AVAILABLE RECORDS -
..............................

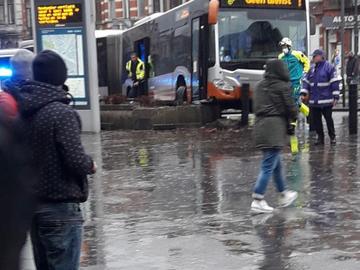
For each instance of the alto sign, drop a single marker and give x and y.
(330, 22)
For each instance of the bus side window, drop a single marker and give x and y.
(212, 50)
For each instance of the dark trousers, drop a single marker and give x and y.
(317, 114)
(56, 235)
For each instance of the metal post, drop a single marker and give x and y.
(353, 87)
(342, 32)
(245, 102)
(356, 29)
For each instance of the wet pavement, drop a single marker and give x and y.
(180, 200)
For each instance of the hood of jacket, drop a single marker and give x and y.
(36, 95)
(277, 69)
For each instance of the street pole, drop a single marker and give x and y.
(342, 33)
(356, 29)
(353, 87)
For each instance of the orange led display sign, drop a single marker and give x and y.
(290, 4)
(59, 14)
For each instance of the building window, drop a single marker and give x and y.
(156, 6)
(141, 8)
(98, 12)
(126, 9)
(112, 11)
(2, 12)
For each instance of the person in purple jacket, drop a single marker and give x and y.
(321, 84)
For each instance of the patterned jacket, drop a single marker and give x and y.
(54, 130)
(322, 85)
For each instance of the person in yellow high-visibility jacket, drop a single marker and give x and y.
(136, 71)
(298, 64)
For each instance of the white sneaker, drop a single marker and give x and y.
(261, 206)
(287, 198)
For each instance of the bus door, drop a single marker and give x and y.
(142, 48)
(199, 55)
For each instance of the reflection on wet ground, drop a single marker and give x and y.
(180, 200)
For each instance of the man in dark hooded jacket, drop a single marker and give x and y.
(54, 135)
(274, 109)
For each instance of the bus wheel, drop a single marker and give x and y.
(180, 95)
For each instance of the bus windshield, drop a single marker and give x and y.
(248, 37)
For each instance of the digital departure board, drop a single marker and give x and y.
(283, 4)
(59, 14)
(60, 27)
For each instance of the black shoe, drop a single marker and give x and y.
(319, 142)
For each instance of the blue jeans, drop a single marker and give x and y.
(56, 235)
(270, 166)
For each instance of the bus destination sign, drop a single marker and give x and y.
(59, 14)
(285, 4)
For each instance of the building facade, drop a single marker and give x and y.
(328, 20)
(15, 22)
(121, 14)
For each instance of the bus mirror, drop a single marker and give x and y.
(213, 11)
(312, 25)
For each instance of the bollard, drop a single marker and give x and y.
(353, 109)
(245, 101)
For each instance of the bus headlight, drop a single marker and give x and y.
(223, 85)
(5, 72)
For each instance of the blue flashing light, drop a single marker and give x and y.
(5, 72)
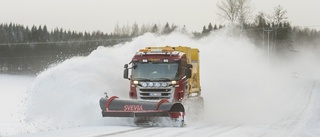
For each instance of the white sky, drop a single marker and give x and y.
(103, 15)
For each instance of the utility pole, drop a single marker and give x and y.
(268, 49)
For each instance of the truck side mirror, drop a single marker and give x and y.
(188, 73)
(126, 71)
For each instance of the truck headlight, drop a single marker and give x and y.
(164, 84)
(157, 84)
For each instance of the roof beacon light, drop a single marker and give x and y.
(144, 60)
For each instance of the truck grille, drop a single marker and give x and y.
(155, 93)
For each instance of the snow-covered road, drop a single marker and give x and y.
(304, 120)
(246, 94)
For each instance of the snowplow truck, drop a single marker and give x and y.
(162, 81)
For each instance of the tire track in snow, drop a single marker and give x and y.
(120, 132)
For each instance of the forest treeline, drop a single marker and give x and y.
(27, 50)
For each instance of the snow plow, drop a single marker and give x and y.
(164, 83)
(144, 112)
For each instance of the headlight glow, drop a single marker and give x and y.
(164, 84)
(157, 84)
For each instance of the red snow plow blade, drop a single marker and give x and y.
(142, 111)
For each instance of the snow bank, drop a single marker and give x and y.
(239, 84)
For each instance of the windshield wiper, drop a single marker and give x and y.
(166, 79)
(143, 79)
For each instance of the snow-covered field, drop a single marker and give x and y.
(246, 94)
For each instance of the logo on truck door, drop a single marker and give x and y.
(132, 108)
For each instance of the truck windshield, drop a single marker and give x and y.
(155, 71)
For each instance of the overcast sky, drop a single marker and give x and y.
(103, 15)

..............................

Please extract every line of text from the data above without changing a word, and leave the pictures out.

For each instance of the alto sign, drop a single marker and give x and y.
(330, 22)
For each instance of the bus side window, drop a single marker and give x and y.
(212, 50)
For each instance of the dark trousers, drop a single marker and give x and y.
(317, 114)
(56, 235)
For each instance of the metal post, drop a single marker and give x and y.
(353, 87)
(342, 32)
(245, 102)
(356, 29)
For each instance of the wet pavement, drop a single marker and give x and y.
(180, 200)
For each instance of the hood of jacket, drop a single marker and give x and y.
(36, 95)
(277, 69)
For each instance of the street pole, drop a single marker and give x and y.
(342, 33)
(356, 29)
(353, 87)
For each instance of the orange led display sign, drop a single marker and give x and y.
(290, 4)
(59, 14)
For each instance of the building window, drop a single marker and give x and y.
(156, 6)
(141, 8)
(98, 12)
(126, 9)
(112, 11)
(2, 12)
For each instance of the person in purple jacket, drop a single marker and give x and y.
(321, 84)
For each instance of the patterned jacket, drop a single marker and give x and y.
(54, 130)
(322, 85)
For each instance of the person in yellow high-visibility jacket, drop a single marker and give x and y.
(136, 71)
(298, 64)
For each instance of the white sneaker, drop a single marker and give x and y.
(261, 206)
(287, 198)
For each instance of the bus door, drop a single marker and give x and y.
(142, 48)
(199, 55)
For each instance of the reflection on wet ground, drop a single marker and give x and y.
(180, 200)
For each instance of the man in dark hooded jacket, drop a single marker and give x and y.
(54, 135)
(274, 109)
For each instance of the bus wheel, drop a single marker and give x and y.
(180, 95)
For each instance of the bus windshield, drop a single marker and give x and y.
(248, 37)
For each instance of the digital departure board, drop a single marker and give x and y.
(283, 4)
(59, 14)
(60, 27)
For each instance of the black shoe, drop a single marker and give x and y.
(319, 142)
For each instance of the blue jeans, drop a single marker and give x and y.
(56, 235)
(270, 166)
For each instance of the bus destination sign, drop a single marker and give x and y.
(59, 14)
(285, 4)
For each instance of the building facade, drop a single marker and give x and y.
(328, 20)
(15, 22)
(121, 14)
For each instance of the bus mirror, drop a single marker and give x and y.
(213, 11)
(312, 25)
For each instance of the bollard, drop a single marker and give x and y.
(353, 109)
(245, 101)
For each instance of the bus headlight, drop a single marker and give x and y.
(223, 85)
(5, 72)
For each instance of the blue flashing light, drop a single marker and give x and y.
(5, 72)
For each instance of the white sky, drop a single marker and give x and y.
(103, 15)
For each instance of the utility pole, drop a single marker and give x and y.
(268, 49)
For each instance of the truck side mirror, drop a single marker and give x and y.
(188, 73)
(126, 71)
For each instance of the truck headlight, drop a single marker and give x and y.
(164, 84)
(157, 84)
For each instance of the roof beacon light, drop a single marker and give x and y.
(144, 60)
For each instance of the truck grille, drop a single marker and give x and y.
(155, 93)
For each instance of the snow-covered road, drop a single marker and give x and y.
(304, 120)
(246, 94)
For each instance of the snowplow truck, drop a single marker and give x and y.
(162, 81)
For each instance of the tire track in snow, drop a single marker and give x and y.
(120, 132)
For each instance of the forest treeline, drop a single marker and give x and y.
(27, 50)
For each instance of the snow plow, drop a single marker and give x and y.
(164, 83)
(144, 112)
For each instance of the headlight glow, drop a single marker and give x and y.
(164, 84)
(157, 84)
For each instance of the red snow plow blade, drop a single marker and give x and y.
(142, 111)
For each instance of the snow bank, drop a single marker and give x and y.
(239, 84)
For each instance of the windshield wiper, drop a single marker and give x and y.
(166, 79)
(143, 79)
For each instance of the snow-covered field, drop a single marker and give x and y.
(246, 94)
For each instance of the logo on truck door, drop a single marker and give x and y.
(132, 108)
For each instance of the truck windshield, drop a single marker and give x and y.
(155, 71)
For each instance of the overcast sky, drop a single marker and give x and y.
(103, 15)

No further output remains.